▶ **Text passage**
● ● ● ●

We also plan to compare reported values with "cell-*" statistics to
learn what fraction of traffic can be attributed to hidden services.
Ideally, we'd be able to compare values to "write-history" and
"read-history" lines to compute similar fractions of traffic used for
hidden services. The goal would be to avoid enabling "cell-*"
statistics by default. In order for this to work we'll have to
multiply reported cell numbers with the default cell size of 512 bytes
(we cannot infer the actual number of bytes, because cells are
end-to-end encrypted between client and service).
4.2.2. How to use HSDir HS statistics
We plan to extrapolate this value to network totals by calculating what
fraction of hidden-service identities this relay was supposed to see.
This extrapolation will be very rough, because each hidden-service
directory is only responsible for a tiny share of hidden-service
descriptors, and there is no way to increase that share significantly.
Here are some numbers: there are about 3000 directories, and each
descriptor is stored on three directories. So, each directory is
responsible for roughly 1/1000 of descriptor identifiers. There are
two replicas for each descriptor (that is, each descriptor is stored
under two descriptor identifiers), and descriptor identifiers change
once per day (which means that, during a 24-hour period, there are two
opportunities for each directory to see a descriptor). Hence, each
descriptor is stored to four places in
identifier space throughout a 24-hour period. The probability of any
given directory to see a given hidden-service identity is
1-(1-1/1000)^4 = 0.00399 = 1/250. This approximation constitutes an
upper threshold, because it assumes that services are running all day.

● ● ● ●

▶ **Extracted data**

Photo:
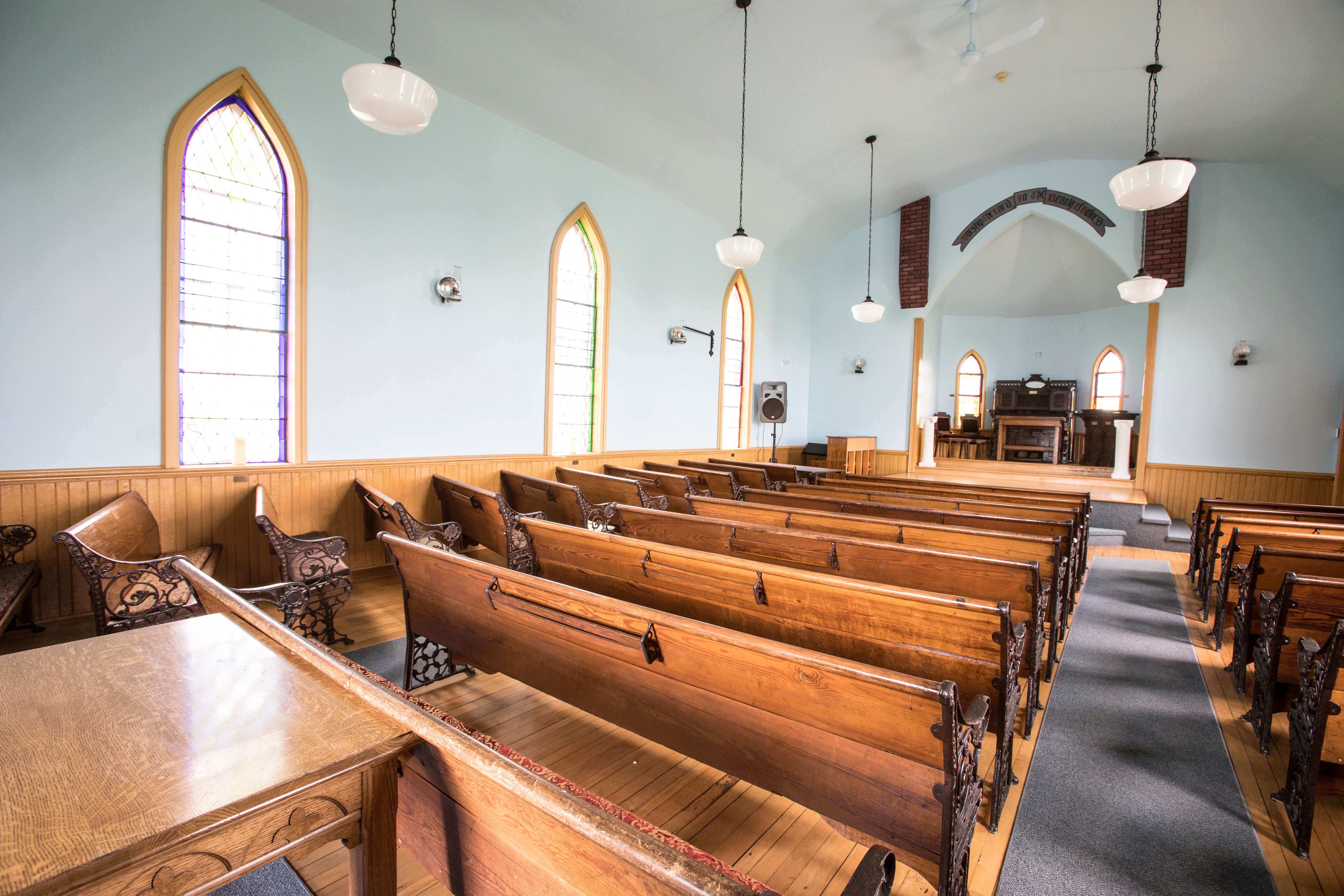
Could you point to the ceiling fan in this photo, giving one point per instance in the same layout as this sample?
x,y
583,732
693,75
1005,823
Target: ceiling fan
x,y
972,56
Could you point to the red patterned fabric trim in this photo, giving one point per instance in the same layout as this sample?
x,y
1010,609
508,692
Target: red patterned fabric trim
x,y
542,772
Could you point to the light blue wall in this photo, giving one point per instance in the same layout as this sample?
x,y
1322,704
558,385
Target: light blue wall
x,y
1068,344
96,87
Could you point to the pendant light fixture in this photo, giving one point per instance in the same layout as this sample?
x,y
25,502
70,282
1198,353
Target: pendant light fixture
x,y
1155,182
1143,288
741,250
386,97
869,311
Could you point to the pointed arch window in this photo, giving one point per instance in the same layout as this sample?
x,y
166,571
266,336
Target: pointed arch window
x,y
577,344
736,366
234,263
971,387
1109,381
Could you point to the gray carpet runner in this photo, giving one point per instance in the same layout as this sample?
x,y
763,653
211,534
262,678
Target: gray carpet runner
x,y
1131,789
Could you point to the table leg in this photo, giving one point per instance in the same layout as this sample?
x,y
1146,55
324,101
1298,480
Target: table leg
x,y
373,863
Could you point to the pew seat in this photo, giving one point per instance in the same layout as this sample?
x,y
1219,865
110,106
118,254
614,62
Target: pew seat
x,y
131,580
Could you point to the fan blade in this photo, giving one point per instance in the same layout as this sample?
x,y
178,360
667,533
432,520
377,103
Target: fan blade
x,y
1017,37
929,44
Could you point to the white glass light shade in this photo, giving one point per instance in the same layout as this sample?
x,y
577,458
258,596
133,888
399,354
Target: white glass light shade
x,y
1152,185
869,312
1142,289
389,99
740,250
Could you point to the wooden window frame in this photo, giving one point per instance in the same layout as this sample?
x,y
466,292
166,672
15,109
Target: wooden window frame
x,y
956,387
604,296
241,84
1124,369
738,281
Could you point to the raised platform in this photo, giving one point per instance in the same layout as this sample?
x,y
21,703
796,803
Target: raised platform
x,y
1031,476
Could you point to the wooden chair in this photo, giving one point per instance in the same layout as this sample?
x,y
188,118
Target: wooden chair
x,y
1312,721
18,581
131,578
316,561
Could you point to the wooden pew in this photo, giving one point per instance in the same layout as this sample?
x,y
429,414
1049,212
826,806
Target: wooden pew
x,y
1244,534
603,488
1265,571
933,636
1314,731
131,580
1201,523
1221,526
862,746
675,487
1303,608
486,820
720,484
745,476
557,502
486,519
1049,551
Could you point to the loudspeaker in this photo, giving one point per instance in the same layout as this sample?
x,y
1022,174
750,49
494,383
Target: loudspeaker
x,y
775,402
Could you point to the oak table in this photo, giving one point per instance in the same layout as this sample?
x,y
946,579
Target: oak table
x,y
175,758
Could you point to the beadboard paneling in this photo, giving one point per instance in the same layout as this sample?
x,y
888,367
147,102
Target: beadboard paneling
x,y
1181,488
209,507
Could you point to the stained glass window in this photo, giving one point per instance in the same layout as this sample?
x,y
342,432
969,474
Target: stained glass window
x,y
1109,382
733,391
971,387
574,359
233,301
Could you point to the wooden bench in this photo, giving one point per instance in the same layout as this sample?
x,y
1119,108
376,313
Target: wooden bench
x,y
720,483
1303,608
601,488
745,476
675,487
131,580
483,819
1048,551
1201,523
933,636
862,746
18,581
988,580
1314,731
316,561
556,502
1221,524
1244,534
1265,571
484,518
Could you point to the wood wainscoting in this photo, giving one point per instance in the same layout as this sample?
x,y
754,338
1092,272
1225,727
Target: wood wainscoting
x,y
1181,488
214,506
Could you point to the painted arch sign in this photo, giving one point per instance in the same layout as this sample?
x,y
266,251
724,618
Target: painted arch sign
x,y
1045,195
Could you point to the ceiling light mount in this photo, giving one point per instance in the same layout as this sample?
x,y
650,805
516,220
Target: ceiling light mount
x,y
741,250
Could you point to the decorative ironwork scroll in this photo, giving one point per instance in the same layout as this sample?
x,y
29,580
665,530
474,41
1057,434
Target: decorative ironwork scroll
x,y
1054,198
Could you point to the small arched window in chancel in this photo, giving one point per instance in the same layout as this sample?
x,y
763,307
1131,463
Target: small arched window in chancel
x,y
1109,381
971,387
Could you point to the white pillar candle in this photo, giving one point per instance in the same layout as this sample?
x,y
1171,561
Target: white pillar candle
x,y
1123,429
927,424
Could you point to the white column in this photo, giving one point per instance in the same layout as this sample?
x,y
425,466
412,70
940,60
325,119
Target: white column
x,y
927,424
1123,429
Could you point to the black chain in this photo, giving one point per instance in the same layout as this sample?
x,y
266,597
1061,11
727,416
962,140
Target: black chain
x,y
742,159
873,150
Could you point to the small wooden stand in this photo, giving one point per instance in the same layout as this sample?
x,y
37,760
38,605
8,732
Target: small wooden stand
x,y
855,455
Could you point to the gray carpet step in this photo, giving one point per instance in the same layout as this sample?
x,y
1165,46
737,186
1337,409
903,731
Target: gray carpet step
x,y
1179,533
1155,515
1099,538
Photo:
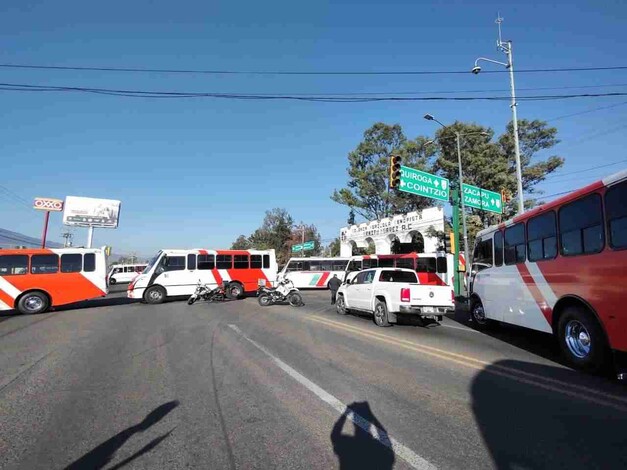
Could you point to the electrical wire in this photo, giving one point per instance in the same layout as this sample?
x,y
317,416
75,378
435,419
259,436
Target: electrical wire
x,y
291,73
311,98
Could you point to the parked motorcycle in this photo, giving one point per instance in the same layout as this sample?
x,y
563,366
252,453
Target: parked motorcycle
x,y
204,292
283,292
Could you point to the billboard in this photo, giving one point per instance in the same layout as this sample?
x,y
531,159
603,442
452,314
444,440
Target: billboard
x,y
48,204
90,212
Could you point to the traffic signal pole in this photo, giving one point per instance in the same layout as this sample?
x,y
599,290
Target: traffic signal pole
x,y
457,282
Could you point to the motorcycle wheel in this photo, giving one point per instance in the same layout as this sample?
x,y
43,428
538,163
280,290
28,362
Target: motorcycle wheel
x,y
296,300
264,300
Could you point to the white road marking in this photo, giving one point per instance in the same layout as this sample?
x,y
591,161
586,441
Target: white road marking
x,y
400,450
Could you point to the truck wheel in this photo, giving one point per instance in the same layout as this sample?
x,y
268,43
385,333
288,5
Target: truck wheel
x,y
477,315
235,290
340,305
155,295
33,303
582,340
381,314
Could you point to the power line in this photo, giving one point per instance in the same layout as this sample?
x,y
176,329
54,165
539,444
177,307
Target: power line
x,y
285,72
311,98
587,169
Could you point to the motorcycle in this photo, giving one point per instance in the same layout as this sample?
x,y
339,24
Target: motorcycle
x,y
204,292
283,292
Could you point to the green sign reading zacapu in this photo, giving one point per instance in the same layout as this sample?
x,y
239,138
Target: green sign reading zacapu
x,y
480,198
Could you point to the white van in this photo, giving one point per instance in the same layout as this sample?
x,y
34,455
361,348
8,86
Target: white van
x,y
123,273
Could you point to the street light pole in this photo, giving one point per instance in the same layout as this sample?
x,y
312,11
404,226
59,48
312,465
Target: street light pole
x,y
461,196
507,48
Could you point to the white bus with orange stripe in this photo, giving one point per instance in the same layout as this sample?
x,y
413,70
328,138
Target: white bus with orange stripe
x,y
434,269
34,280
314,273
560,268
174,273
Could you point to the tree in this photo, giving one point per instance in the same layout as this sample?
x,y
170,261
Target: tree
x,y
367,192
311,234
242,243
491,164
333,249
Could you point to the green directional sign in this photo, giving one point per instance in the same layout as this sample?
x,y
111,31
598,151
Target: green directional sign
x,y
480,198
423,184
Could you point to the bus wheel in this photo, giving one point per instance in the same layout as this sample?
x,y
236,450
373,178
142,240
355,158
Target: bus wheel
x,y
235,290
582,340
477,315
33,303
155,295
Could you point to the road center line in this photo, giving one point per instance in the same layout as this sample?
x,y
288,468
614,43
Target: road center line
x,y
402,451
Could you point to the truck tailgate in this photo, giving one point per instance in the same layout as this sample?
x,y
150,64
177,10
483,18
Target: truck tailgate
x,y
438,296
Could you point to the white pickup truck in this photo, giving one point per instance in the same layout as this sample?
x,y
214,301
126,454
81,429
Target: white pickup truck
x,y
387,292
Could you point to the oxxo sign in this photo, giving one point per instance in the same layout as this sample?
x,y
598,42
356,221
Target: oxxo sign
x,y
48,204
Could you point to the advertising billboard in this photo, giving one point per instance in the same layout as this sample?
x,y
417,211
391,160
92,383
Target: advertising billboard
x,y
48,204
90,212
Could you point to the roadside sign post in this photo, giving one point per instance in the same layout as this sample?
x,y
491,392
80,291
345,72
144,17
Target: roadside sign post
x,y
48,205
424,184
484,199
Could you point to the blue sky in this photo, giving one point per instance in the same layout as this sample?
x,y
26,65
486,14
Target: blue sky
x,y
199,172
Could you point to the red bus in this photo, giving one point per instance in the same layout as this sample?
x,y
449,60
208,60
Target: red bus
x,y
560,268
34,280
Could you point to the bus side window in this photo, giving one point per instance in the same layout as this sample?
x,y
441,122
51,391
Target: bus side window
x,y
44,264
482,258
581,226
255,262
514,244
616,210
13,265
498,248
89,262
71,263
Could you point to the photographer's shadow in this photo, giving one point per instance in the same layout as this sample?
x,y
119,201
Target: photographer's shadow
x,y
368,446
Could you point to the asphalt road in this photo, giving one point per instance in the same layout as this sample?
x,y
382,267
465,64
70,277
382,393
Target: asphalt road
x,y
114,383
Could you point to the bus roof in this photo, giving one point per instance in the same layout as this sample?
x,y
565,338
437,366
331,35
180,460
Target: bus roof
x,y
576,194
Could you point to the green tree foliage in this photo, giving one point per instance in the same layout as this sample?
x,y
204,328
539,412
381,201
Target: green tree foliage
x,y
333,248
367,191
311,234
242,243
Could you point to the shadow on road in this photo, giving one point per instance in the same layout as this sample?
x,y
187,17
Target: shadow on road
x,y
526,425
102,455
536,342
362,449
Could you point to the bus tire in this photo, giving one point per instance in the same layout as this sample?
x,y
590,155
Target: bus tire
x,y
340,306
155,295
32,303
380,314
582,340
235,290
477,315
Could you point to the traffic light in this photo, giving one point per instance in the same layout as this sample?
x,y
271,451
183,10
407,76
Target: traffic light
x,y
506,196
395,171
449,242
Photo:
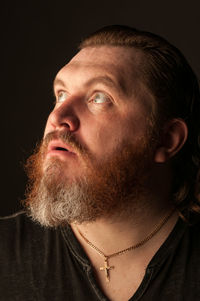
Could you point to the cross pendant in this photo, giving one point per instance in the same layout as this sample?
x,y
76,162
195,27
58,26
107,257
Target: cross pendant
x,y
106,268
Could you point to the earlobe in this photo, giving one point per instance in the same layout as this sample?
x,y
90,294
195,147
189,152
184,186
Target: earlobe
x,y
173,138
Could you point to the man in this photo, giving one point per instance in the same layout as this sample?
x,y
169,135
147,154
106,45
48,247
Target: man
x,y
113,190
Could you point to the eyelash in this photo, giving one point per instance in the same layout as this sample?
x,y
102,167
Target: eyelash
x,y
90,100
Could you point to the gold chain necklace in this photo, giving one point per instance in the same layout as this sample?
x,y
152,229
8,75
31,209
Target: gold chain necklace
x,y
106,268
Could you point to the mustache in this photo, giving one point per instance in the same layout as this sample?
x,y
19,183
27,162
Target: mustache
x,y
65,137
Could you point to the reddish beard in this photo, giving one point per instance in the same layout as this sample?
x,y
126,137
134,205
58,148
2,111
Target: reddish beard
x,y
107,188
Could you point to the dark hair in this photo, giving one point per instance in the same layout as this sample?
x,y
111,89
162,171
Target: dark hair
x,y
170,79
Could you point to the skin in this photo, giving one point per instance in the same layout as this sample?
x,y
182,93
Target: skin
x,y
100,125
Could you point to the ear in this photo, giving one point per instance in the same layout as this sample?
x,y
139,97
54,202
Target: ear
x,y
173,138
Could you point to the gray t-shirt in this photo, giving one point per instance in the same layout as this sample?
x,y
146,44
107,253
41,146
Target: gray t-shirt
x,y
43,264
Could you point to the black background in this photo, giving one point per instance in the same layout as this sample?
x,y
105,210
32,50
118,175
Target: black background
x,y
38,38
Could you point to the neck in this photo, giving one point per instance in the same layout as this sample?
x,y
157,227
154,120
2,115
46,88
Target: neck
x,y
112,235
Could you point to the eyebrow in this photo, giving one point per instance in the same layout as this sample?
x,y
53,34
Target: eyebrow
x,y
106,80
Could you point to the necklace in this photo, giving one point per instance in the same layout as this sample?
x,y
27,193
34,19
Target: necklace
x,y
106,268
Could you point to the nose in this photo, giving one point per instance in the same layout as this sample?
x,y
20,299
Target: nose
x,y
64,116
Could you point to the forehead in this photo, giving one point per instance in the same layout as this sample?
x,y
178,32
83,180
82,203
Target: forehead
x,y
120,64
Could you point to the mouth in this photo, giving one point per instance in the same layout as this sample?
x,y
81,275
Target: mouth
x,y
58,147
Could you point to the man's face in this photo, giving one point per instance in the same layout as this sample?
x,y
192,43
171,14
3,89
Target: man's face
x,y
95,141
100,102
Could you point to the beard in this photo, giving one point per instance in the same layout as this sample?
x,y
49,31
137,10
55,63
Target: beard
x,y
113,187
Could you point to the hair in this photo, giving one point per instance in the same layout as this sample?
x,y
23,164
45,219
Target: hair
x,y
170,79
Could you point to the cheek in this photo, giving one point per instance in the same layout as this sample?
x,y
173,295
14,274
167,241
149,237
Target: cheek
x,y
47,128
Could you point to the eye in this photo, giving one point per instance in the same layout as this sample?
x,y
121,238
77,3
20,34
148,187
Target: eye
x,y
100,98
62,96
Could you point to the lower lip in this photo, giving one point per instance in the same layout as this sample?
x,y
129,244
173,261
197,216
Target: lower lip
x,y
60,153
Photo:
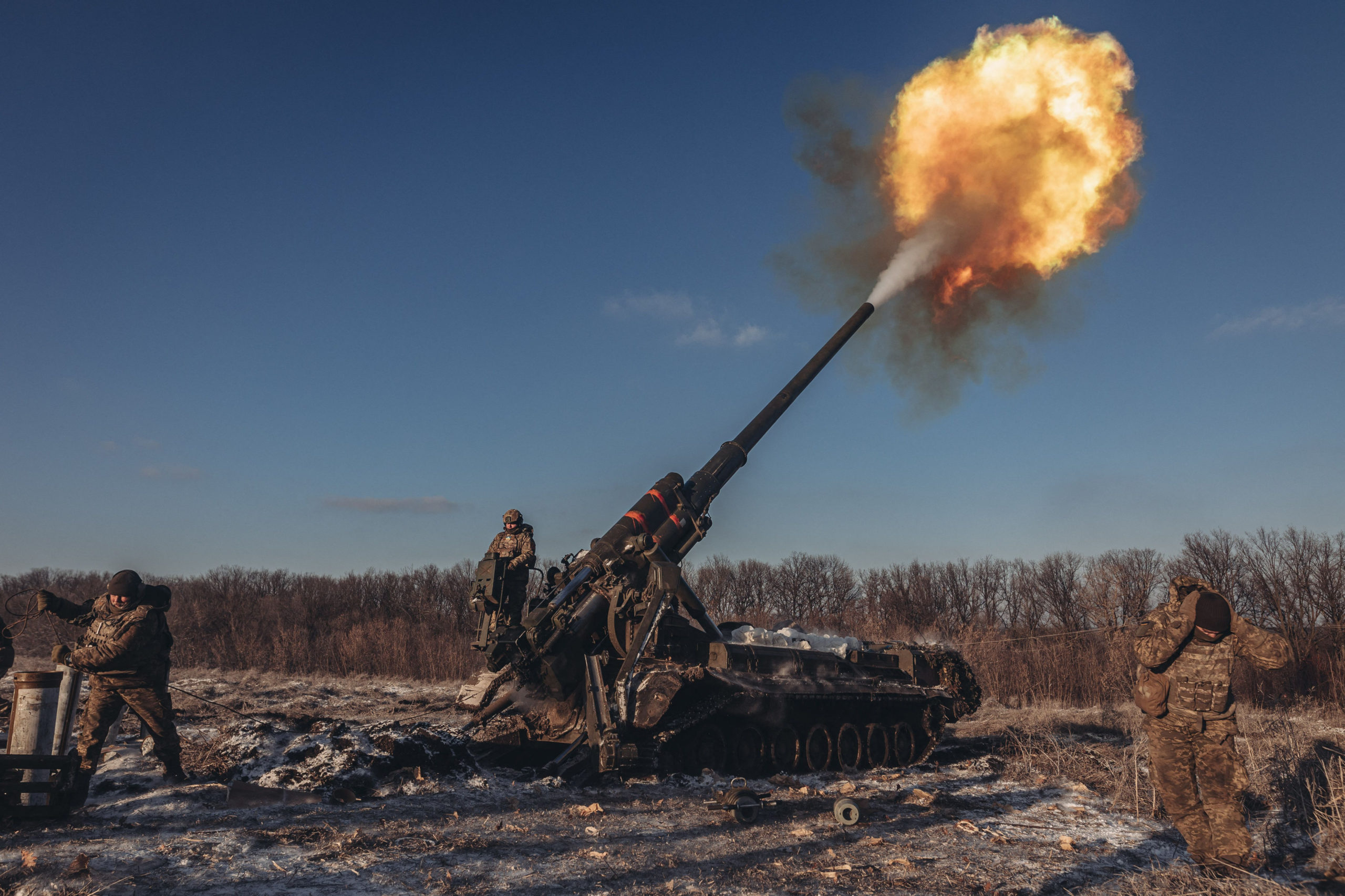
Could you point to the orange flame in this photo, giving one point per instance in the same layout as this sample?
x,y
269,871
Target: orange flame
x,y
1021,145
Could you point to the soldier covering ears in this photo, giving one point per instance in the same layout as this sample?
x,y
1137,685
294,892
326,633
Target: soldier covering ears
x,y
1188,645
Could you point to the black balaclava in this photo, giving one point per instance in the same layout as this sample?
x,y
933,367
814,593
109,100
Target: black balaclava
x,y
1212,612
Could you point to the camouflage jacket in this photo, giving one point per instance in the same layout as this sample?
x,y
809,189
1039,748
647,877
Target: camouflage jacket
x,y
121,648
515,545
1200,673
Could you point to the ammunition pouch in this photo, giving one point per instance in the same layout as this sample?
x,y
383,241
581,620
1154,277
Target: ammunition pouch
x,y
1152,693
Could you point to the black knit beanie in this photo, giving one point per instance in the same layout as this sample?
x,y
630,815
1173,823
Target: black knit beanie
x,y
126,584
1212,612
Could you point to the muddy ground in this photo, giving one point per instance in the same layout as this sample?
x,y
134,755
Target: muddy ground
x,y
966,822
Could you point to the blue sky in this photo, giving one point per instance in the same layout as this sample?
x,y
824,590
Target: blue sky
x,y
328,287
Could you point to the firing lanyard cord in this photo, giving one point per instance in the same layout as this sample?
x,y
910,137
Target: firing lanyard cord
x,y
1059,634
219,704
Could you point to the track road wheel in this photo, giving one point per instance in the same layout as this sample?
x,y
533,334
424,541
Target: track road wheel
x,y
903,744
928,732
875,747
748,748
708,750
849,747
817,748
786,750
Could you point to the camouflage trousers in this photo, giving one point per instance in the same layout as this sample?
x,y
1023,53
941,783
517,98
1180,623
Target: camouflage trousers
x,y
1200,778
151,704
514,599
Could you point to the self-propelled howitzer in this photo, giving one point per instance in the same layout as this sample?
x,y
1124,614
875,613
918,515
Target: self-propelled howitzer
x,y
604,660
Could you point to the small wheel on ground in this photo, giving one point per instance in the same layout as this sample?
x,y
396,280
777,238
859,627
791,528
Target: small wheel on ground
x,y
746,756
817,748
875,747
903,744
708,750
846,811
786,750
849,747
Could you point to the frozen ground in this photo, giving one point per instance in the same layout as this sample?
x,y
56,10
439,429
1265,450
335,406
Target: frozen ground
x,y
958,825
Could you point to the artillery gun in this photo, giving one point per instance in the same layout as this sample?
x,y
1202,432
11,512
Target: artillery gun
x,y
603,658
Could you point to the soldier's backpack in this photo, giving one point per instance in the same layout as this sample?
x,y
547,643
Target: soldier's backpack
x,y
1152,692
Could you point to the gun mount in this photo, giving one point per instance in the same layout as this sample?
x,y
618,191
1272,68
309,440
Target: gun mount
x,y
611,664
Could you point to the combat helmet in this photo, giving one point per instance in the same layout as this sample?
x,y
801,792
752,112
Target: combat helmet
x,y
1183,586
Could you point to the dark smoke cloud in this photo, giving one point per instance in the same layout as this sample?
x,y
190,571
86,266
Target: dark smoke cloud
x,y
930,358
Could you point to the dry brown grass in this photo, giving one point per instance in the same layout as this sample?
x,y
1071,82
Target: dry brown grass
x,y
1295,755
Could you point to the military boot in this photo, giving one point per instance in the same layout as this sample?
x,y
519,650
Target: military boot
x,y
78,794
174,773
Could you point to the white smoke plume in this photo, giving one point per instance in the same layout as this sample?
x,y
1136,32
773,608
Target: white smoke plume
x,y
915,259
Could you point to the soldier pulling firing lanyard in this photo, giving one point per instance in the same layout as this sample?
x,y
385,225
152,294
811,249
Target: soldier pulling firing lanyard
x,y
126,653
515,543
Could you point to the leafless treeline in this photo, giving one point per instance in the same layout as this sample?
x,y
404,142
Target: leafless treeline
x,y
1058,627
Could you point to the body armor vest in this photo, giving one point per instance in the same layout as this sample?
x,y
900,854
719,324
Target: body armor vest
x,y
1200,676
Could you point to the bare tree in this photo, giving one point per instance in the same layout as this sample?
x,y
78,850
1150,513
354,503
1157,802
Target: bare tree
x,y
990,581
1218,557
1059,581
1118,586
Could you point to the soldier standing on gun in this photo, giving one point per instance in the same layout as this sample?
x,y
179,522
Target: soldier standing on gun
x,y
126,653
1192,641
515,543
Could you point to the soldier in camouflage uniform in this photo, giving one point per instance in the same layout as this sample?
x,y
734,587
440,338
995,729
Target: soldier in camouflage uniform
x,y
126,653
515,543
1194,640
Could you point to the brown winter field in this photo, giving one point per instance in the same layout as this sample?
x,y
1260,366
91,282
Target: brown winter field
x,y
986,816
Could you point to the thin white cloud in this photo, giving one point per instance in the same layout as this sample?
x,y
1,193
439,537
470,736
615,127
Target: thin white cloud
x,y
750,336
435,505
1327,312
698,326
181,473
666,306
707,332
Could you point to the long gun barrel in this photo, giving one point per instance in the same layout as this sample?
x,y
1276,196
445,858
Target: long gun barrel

● ● ● ●

▶ **Goal of the exercise**
List every distinct term that the hidden-service statistics text encloses in double quotation marks.

▶ **Output for this exercise**
"cell-*", "write-history", "read-history"